Start of Block

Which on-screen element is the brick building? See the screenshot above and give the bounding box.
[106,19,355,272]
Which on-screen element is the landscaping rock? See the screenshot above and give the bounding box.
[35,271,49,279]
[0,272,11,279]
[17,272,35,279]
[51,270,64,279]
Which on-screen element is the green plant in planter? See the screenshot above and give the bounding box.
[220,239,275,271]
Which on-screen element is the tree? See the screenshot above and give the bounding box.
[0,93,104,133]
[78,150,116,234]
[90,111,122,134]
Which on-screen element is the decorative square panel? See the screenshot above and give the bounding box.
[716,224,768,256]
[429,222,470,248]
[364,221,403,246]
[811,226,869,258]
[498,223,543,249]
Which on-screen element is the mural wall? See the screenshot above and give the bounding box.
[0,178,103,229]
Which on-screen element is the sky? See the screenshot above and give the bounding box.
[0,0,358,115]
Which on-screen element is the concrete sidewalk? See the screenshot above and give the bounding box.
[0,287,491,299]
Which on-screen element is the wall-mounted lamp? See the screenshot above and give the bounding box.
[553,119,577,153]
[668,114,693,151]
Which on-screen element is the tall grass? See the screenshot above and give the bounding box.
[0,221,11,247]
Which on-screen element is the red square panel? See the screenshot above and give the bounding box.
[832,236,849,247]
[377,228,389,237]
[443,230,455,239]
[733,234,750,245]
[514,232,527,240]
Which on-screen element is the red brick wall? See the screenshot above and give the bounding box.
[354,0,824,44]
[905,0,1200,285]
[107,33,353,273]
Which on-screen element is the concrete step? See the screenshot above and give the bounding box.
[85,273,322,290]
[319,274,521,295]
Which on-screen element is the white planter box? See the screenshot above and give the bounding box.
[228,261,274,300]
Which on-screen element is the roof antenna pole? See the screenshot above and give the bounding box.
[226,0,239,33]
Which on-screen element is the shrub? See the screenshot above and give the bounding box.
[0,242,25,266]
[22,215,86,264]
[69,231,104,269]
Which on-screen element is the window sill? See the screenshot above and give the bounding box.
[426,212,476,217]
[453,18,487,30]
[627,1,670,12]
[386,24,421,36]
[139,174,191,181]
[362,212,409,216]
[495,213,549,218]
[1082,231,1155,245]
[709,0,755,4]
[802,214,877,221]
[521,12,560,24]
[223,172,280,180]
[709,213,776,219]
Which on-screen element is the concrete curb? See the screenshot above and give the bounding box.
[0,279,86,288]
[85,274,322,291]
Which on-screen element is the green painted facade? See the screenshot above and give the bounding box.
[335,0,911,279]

End of Block
Start of Block

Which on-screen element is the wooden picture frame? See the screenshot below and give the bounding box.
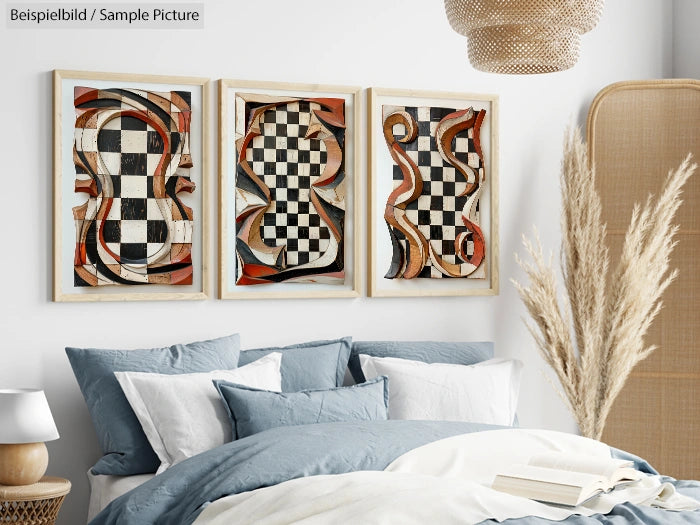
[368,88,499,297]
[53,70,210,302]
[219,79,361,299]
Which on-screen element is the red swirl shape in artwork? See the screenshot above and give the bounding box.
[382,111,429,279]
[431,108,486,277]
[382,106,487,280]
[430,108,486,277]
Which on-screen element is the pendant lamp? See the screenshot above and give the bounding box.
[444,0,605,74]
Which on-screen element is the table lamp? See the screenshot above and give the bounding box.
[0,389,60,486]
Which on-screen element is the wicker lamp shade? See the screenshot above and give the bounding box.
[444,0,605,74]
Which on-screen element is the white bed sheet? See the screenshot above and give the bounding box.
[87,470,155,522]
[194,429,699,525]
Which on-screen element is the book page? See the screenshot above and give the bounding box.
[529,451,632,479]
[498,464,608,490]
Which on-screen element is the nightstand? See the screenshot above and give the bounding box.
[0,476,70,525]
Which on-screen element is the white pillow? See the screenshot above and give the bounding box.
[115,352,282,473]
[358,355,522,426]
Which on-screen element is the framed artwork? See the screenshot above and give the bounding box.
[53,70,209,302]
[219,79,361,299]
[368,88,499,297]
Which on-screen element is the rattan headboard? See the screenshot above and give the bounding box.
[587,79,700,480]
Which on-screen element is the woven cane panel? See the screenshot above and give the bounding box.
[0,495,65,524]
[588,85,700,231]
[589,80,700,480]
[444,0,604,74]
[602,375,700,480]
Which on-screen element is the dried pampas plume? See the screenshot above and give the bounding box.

End of Block

▶ _EXERCISE_
Out of the data above, set down the lines from the one with "Which on-screen element is the nightstand?" to the one with "Which on-screen element is the dried", both included, exactly as written and with no additions.

▶ _SOLVED PROBLEM_
Which on-screen element is the nightstand? See the screenshot above and give the bounding box.
[0,476,70,525]
Which on-screen element is the white pillow? See the screenshot above and give the bounding box.
[115,352,282,473]
[358,355,522,426]
Which on-screen element is the framed artwork? See the screenshot above and give the bounding box.
[53,70,209,302]
[219,79,361,299]
[368,88,499,297]
Which on-screen element is the rattan headboard? See the screenshot above and give the bounding box.
[587,79,700,480]
Which on-screen element is the woven cane panel? See the screenshot above and give the bounding box.
[0,495,65,524]
[588,85,700,231]
[589,80,700,480]
[444,0,604,74]
[602,375,700,480]
Which on-screen element is the dried pampas plume? See the screenshot above and give the bounding box.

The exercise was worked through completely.